_EXERCISE GOAL:_ Return all of the data exactly, omitting any images.

Source records:
= Beginning of Section =

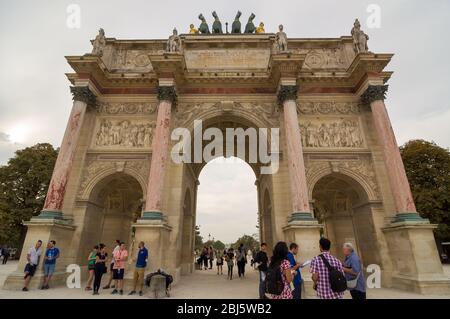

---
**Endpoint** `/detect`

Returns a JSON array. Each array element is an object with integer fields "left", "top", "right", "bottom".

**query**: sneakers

[
  {"left": 111, "top": 289, "right": 118, "bottom": 294},
  {"left": 128, "top": 291, "right": 136, "bottom": 296},
  {"left": 93, "top": 291, "right": 99, "bottom": 295},
  {"left": 22, "top": 287, "right": 28, "bottom": 292},
  {"left": 40, "top": 285, "right": 49, "bottom": 290}
]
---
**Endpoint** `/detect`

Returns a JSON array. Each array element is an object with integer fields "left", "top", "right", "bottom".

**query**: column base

[
  {"left": 283, "top": 219, "right": 323, "bottom": 298},
  {"left": 392, "top": 212, "right": 428, "bottom": 223},
  {"left": 141, "top": 211, "right": 165, "bottom": 221},
  {"left": 382, "top": 221, "right": 450, "bottom": 295},
  {"left": 34, "top": 210, "right": 64, "bottom": 220},
  {"left": 3, "top": 218, "right": 76, "bottom": 290},
  {"left": 132, "top": 219, "right": 172, "bottom": 273},
  {"left": 288, "top": 212, "right": 315, "bottom": 222}
]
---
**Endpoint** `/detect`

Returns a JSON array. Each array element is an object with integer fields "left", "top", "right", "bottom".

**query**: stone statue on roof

[
  {"left": 275, "top": 24, "right": 288, "bottom": 52},
  {"left": 91, "top": 28, "right": 106, "bottom": 56},
  {"left": 166, "top": 28, "right": 181, "bottom": 52},
  {"left": 351, "top": 19, "right": 369, "bottom": 53}
]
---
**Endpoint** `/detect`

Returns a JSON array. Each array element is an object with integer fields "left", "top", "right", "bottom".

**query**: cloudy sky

[{"left": 1, "top": 1, "right": 449, "bottom": 242}]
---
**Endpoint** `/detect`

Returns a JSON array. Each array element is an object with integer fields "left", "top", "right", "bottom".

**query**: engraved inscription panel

[{"left": 185, "top": 49, "right": 270, "bottom": 70}]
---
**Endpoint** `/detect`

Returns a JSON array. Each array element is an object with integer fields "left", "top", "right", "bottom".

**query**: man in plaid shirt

[{"left": 310, "top": 238, "right": 345, "bottom": 299}]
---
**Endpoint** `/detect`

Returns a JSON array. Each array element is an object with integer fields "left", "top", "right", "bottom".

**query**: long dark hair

[{"left": 270, "top": 241, "right": 289, "bottom": 267}]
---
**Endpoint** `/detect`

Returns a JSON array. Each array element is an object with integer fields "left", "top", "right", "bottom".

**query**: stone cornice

[
  {"left": 361, "top": 85, "right": 388, "bottom": 104},
  {"left": 70, "top": 86, "right": 96, "bottom": 106},
  {"left": 277, "top": 85, "right": 298, "bottom": 105},
  {"left": 157, "top": 86, "right": 178, "bottom": 105}
]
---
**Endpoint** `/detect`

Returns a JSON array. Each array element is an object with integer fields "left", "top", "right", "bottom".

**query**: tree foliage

[
  {"left": 400, "top": 139, "right": 450, "bottom": 241},
  {"left": 0, "top": 143, "right": 58, "bottom": 247},
  {"left": 232, "top": 234, "right": 260, "bottom": 251}
]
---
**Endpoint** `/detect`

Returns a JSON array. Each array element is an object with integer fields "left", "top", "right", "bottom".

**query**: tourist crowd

[{"left": 18, "top": 236, "right": 365, "bottom": 299}]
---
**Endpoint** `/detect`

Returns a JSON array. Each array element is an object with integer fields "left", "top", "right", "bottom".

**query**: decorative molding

[
  {"left": 96, "top": 102, "right": 156, "bottom": 115},
  {"left": 157, "top": 86, "right": 177, "bottom": 105},
  {"left": 361, "top": 85, "right": 388, "bottom": 105},
  {"left": 70, "top": 86, "right": 96, "bottom": 107},
  {"left": 277, "top": 85, "right": 298, "bottom": 105},
  {"left": 305, "top": 157, "right": 380, "bottom": 201},
  {"left": 298, "top": 101, "right": 360, "bottom": 115}
]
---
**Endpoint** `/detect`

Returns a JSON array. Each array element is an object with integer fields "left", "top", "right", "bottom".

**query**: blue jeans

[
  {"left": 292, "top": 282, "right": 302, "bottom": 299},
  {"left": 259, "top": 271, "right": 266, "bottom": 299}
]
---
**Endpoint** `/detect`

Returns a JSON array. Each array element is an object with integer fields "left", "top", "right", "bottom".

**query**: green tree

[
  {"left": 0, "top": 143, "right": 58, "bottom": 248},
  {"left": 232, "top": 234, "right": 260, "bottom": 251},
  {"left": 400, "top": 139, "right": 450, "bottom": 241},
  {"left": 194, "top": 225, "right": 203, "bottom": 250}
]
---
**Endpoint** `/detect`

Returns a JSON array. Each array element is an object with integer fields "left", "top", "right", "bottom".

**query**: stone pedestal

[
  {"left": 3, "top": 218, "right": 75, "bottom": 290},
  {"left": 283, "top": 220, "right": 323, "bottom": 297},
  {"left": 382, "top": 221, "right": 450, "bottom": 294},
  {"left": 132, "top": 219, "right": 172, "bottom": 275}
]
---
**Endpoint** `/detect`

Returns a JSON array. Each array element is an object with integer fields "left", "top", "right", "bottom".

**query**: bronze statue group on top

[{"left": 189, "top": 11, "right": 265, "bottom": 34}]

= End of Section =

_TASK OUTPUT:_
---
**Endpoint** `/detect`

Returns a JSON array. Each array element is an object with integer fields "left", "top", "right", "bottom".

**query**: sneakers

[
  {"left": 111, "top": 289, "right": 118, "bottom": 294},
  {"left": 128, "top": 291, "right": 136, "bottom": 296},
  {"left": 93, "top": 291, "right": 99, "bottom": 295},
  {"left": 22, "top": 287, "right": 28, "bottom": 292},
  {"left": 40, "top": 285, "right": 49, "bottom": 290}
]
---
**Endpoint** `/detect`

Returns a JSON array. Each array element is an object with integer fields "left", "top", "right", "bottom".

**query**: column base

[
  {"left": 283, "top": 219, "right": 323, "bottom": 298},
  {"left": 392, "top": 212, "right": 428, "bottom": 223},
  {"left": 141, "top": 211, "right": 165, "bottom": 221},
  {"left": 382, "top": 221, "right": 450, "bottom": 295},
  {"left": 34, "top": 210, "right": 64, "bottom": 220},
  {"left": 3, "top": 218, "right": 76, "bottom": 290},
  {"left": 132, "top": 219, "right": 172, "bottom": 273},
  {"left": 288, "top": 212, "right": 315, "bottom": 222}
]
---
**Endpoint** `/detect`

Returns a JSON array. Each array element is an object with integer fields "left", "top", "right", "bottom".

**query**: stone statue on roof

[
  {"left": 275, "top": 24, "right": 288, "bottom": 52},
  {"left": 91, "top": 28, "right": 106, "bottom": 56},
  {"left": 166, "top": 28, "right": 181, "bottom": 52},
  {"left": 351, "top": 19, "right": 369, "bottom": 53}
]
---
**Endpoint** `/detect`

Returns a JSON array. Each array element is an object with integer fields "left", "top", "right", "bottom".

**query**: cloudy sky

[{"left": 1, "top": 1, "right": 449, "bottom": 242}]
---
**Endpoint** `/detect`

Returns a JSON array. Each array element is an object with integer fields "left", "top", "right", "bottom".

**query**: engraved inscription panel

[{"left": 185, "top": 49, "right": 270, "bottom": 70}]
---
**Endpoint** `/detect`

Returns a JSON array. Each array element is an object with integer fields "left", "top", "right", "bottom".

**query**: man in plaid shirt

[{"left": 310, "top": 238, "right": 345, "bottom": 299}]
---
**Endpoint** `/detect`

Returns a JSON array. Each array element is an object with integer fields "left", "top", "right", "bottom".

**query**: long dark hair

[{"left": 270, "top": 241, "right": 289, "bottom": 267}]
---
**Endpoint** `/detect`

Returns a JSON array. Each array element is an object with integer fields "left", "top", "right", "bottom".

**query**: stone cornice

[
  {"left": 361, "top": 85, "right": 388, "bottom": 104},
  {"left": 70, "top": 86, "right": 96, "bottom": 106},
  {"left": 277, "top": 85, "right": 298, "bottom": 105},
  {"left": 157, "top": 86, "right": 178, "bottom": 105}
]
---
**Endpoint** `/detect`

Returns a JSON array. Each array element is an object with integer fields "left", "top", "right", "bottom".

**query**: tree foliage

[
  {"left": 400, "top": 139, "right": 450, "bottom": 241},
  {"left": 0, "top": 143, "right": 58, "bottom": 247},
  {"left": 232, "top": 234, "right": 260, "bottom": 251}
]
---
**Endpoint** `/detect`

Returns a JSON array. Each array element is an object with integer fields "left", "top", "right", "bottom".

**query**: tourist crowd

[{"left": 18, "top": 236, "right": 365, "bottom": 299}]
---
**Endpoint** `/detect`

Returns a JSON array. Each array element is an object with integer fields "left", "top", "right", "bottom".

**query**: decorative molding

[
  {"left": 96, "top": 102, "right": 156, "bottom": 115},
  {"left": 157, "top": 86, "right": 177, "bottom": 105},
  {"left": 361, "top": 85, "right": 388, "bottom": 105},
  {"left": 70, "top": 86, "right": 96, "bottom": 107},
  {"left": 277, "top": 85, "right": 298, "bottom": 105},
  {"left": 305, "top": 157, "right": 380, "bottom": 201},
  {"left": 298, "top": 101, "right": 360, "bottom": 115}
]
---
**Endpoint** `/detect`

Returns a JSON array. Each array element is an object with integer fields "left", "top", "right", "bottom".

**query**: blue jeans

[
  {"left": 292, "top": 282, "right": 302, "bottom": 299},
  {"left": 259, "top": 271, "right": 266, "bottom": 299}
]
---
**Endpoint** `/detect`

Returns a JSON array. Each array element is an object with integer fields "left", "top", "right", "bottom".

**query**: green tree

[
  {"left": 0, "top": 143, "right": 58, "bottom": 248},
  {"left": 232, "top": 234, "right": 260, "bottom": 251},
  {"left": 400, "top": 139, "right": 450, "bottom": 241},
  {"left": 194, "top": 225, "right": 203, "bottom": 250}
]
---
**Endpoint** `/detect`

Returns a JSON array. Each array element is an object with integer fields "left", "top", "right", "bottom".

**query**: stone pedestal

[
  {"left": 3, "top": 218, "right": 75, "bottom": 290},
  {"left": 283, "top": 220, "right": 323, "bottom": 297},
  {"left": 382, "top": 221, "right": 450, "bottom": 294},
  {"left": 132, "top": 219, "right": 172, "bottom": 275}
]
---
**Endpoint** `/detect`

Returns a JSON array. Each array element is an object with integer fields "left", "top", "right", "bottom".

**query**: bronze statue group on top

[{"left": 189, "top": 11, "right": 265, "bottom": 34}]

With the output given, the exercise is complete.